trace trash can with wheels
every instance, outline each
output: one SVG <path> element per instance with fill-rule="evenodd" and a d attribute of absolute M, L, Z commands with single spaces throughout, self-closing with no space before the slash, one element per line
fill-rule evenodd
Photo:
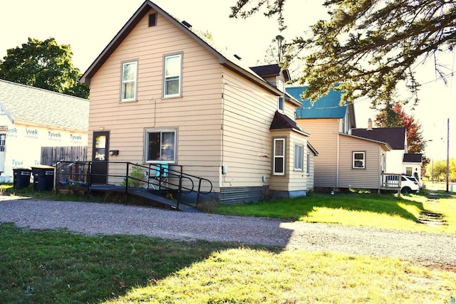
<path fill-rule="evenodd" d="M 27 168 L 13 168 L 13 186 L 14 189 L 26 188 L 30 185 L 31 170 Z"/>
<path fill-rule="evenodd" d="M 35 166 L 31 167 L 34 191 L 50 191 L 54 184 L 54 167 Z"/>

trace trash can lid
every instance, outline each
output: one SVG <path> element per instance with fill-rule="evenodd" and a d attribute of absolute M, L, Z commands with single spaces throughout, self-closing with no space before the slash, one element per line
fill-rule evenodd
<path fill-rule="evenodd" d="M 46 166 L 44 164 L 37 164 L 36 166 L 32 166 L 31 168 L 32 169 L 33 169 L 33 168 L 36 168 L 36 169 L 54 169 L 53 167 Z"/>

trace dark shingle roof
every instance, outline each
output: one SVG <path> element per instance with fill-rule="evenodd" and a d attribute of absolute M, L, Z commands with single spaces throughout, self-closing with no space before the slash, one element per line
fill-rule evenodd
<path fill-rule="evenodd" d="M 11 122 L 88 130 L 89 101 L 0 79 L 0 107 Z"/>
<path fill-rule="evenodd" d="M 284 114 L 279 112 L 279 111 L 276 111 L 276 113 L 274 115 L 274 118 L 272 119 L 272 122 L 271 123 L 271 127 L 269 130 L 291 130 L 294 129 L 304 133 L 307 133 L 304 130 L 298 125 L 294 120 L 291 118 L 289 117 Z"/>
<path fill-rule="evenodd" d="M 404 150 L 407 145 L 405 128 L 403 127 L 352 129 L 351 134 L 360 137 L 388 142 L 393 150 Z"/>
<path fill-rule="evenodd" d="M 404 154 L 404 162 L 423 162 L 423 154 L 419 153 L 415 154 Z"/>

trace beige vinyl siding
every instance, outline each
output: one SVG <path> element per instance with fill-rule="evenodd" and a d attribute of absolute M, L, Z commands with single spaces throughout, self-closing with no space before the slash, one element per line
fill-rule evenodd
<path fill-rule="evenodd" d="M 177 164 L 187 173 L 210 178 L 217 187 L 223 68 L 215 56 L 167 19 L 158 16 L 157 26 L 148 27 L 147 18 L 91 79 L 89 142 L 93 132 L 103 127 L 110 132 L 110 149 L 120 151 L 110 160 L 142 164 L 145 128 L 176 129 Z M 183 56 L 182 97 L 162 99 L 163 56 L 177 53 Z M 138 101 L 120 103 L 121 63 L 133 60 L 138 62 Z M 91 145 L 88 148 L 90 157 Z"/>
<path fill-rule="evenodd" d="M 225 69 L 223 75 L 223 174 L 220 187 L 260 187 L 271 174 L 269 127 L 276 96 Z"/>
<path fill-rule="evenodd" d="M 314 159 L 314 186 L 337 187 L 338 119 L 297 119 L 310 134 L 312 146 L 318 152 Z"/>
<path fill-rule="evenodd" d="M 353 152 L 364 152 L 366 169 L 352 168 Z M 378 189 L 382 149 L 376 142 L 341 135 L 339 187 Z"/>
<path fill-rule="evenodd" d="M 271 133 L 273 138 L 285 138 L 285 174 L 272 175 L 269 189 L 283 192 L 302 191 L 308 189 L 309 177 L 306 173 L 307 153 L 306 137 L 290 130 L 274 130 Z M 303 145 L 304 147 L 304 171 L 294 169 L 294 146 L 296 143 Z"/>
<path fill-rule="evenodd" d="M 304 155 L 304 159 L 305 159 L 305 162 L 304 164 L 306 166 L 307 165 L 307 152 L 310 153 L 310 157 L 309 157 L 309 162 L 310 162 L 310 166 L 309 166 L 309 169 L 310 172 L 309 172 L 309 174 L 307 175 L 307 187 L 306 189 L 308 191 L 312 190 L 314 189 L 314 187 L 315 187 L 315 183 L 314 183 L 314 178 L 315 178 L 315 154 L 314 154 L 314 152 L 312 151 L 311 151 L 308 147 L 306 147 L 306 150 L 304 150 L 306 154 Z M 304 167 L 306 168 L 306 167 Z M 305 169 L 304 169 L 305 171 Z"/>

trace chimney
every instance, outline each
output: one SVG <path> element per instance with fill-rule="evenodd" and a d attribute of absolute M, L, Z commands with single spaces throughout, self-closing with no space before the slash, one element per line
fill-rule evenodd
<path fill-rule="evenodd" d="M 369 118 L 368 120 L 368 128 L 367 128 L 368 131 L 372 131 L 372 119 Z"/>

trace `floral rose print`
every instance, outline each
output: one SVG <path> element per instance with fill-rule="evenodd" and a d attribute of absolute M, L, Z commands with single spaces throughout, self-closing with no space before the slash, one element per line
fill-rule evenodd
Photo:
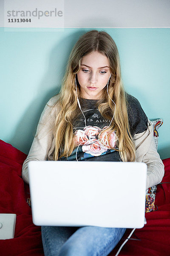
════════════════
GIVEN PROBLEM →
Write out every line of the entries above word for word, omitting the pictures.

REPLY →
trace trash can with wheels
every instance, outline each
output: one SVG <path> element per instance with fill-rule="evenodd" and a d attribute of absolute M, L, Z commands with single spaces throughout, self-closing with no space before the slash, one element per line
fill-rule evenodd
Photo:
<path fill-rule="evenodd" d="M 27 168 L 13 168 L 13 186 L 14 189 L 26 188 L 30 185 L 31 170 Z"/>
<path fill-rule="evenodd" d="M 35 166 L 31 167 L 34 191 L 50 191 L 54 184 L 54 167 Z"/>

trace trash can lid
every instance, outline each
output: one SVG <path> element per instance with fill-rule="evenodd" and a d attribute of absolute M, L, Z commands with single spaces throughout, self-closing with no space before the slash, one element per line
fill-rule evenodd
<path fill-rule="evenodd" d="M 46 166 L 44 164 L 37 164 L 36 166 L 32 166 L 31 168 L 32 169 L 33 169 L 33 168 L 36 168 L 36 169 L 54 169 L 53 167 Z"/>

trace dark shingle roof
every instance, outline each
output: one SVG <path> element per instance with fill-rule="evenodd" and a d attribute of absolute M, L, Z commands with single spaces throughout, self-closing with no space before the slash, one element per line
fill-rule evenodd
<path fill-rule="evenodd" d="M 11 122 L 88 130 L 89 101 L 0 79 L 0 107 Z"/>
<path fill-rule="evenodd" d="M 284 114 L 279 112 L 279 111 L 276 111 L 276 113 L 274 115 L 274 118 L 272 119 L 272 122 L 271 123 L 271 127 L 269 130 L 291 130 L 294 129 L 304 133 L 307 133 L 304 130 L 298 125 L 294 120 L 291 118 L 289 117 Z"/>
<path fill-rule="evenodd" d="M 404 150 L 407 145 L 405 128 L 403 127 L 352 129 L 351 134 L 360 137 L 388 142 L 393 150 Z"/>
<path fill-rule="evenodd" d="M 404 154 L 404 162 L 423 162 L 423 154 L 419 153 L 415 154 Z"/>

trace beige vinyl siding
every instance, outline each
output: one SVG <path> element per instance with fill-rule="evenodd" and a d attribute of absolute M, L, Z commands with single spaces throughout, self-closing with no space before the slash, one element per line
fill-rule evenodd
<path fill-rule="evenodd" d="M 177 164 L 187 173 L 210 178 L 217 187 L 223 68 L 215 56 L 167 19 L 158 16 L 157 26 L 148 27 L 147 18 L 91 79 L 89 142 L 93 132 L 103 127 L 110 132 L 110 149 L 120 151 L 110 160 L 142 164 L 145 128 L 176 129 Z M 183 56 L 182 97 L 162 99 L 163 56 L 177 53 Z M 138 101 L 120 103 L 121 63 L 133 60 L 138 62 Z M 91 145 L 88 148 L 90 157 Z"/>
<path fill-rule="evenodd" d="M 225 69 L 223 75 L 223 174 L 220 187 L 260 187 L 271 174 L 269 127 L 276 96 Z"/>
<path fill-rule="evenodd" d="M 314 159 L 314 186 L 337 187 L 338 119 L 297 119 L 310 134 L 312 146 L 318 152 Z"/>
<path fill-rule="evenodd" d="M 353 152 L 364 152 L 366 169 L 352 168 Z M 378 189 L 382 149 L 376 142 L 341 135 L 339 187 Z"/>
<path fill-rule="evenodd" d="M 271 133 L 273 138 L 285 138 L 285 174 L 272 175 L 269 189 L 283 192 L 302 191 L 308 189 L 309 177 L 306 173 L 307 153 L 306 137 L 290 130 L 274 130 Z M 303 145 L 304 147 L 304 171 L 294 169 L 294 146 L 296 143 Z"/>
<path fill-rule="evenodd" d="M 304 155 L 304 159 L 305 159 L 305 162 L 304 164 L 306 166 L 307 165 L 307 152 L 310 153 L 310 157 L 309 157 L 309 162 L 310 162 L 310 166 L 309 166 L 309 169 L 310 172 L 309 172 L 309 174 L 307 175 L 307 187 L 306 189 L 308 191 L 312 190 L 314 189 L 314 187 L 315 187 L 315 183 L 314 183 L 314 178 L 315 178 L 315 154 L 314 154 L 314 152 L 312 151 L 311 151 L 308 147 L 306 147 L 306 150 L 304 150 L 306 154 Z M 304 167 L 306 168 L 306 167 Z M 305 169 L 304 169 L 305 171 Z"/>

trace chimney
every instance, outline each
output: one SVG <path> element per instance with fill-rule="evenodd" and a d attribute of absolute M, L, Z commands with single spaces throughout, self-closing with no space before the slash, one element per line
fill-rule evenodd
<path fill-rule="evenodd" d="M 369 118 L 368 120 L 368 128 L 367 128 L 368 131 L 372 131 L 372 119 Z"/>

trace `floral rose print`
every instance, outline each
output: one SVG <path> element per instance with fill-rule="evenodd" and a d attribute of absolute M, L, Z commands with single spaces throughout, self-closing with no space before the slash, one element per line
fill-rule evenodd
Photo:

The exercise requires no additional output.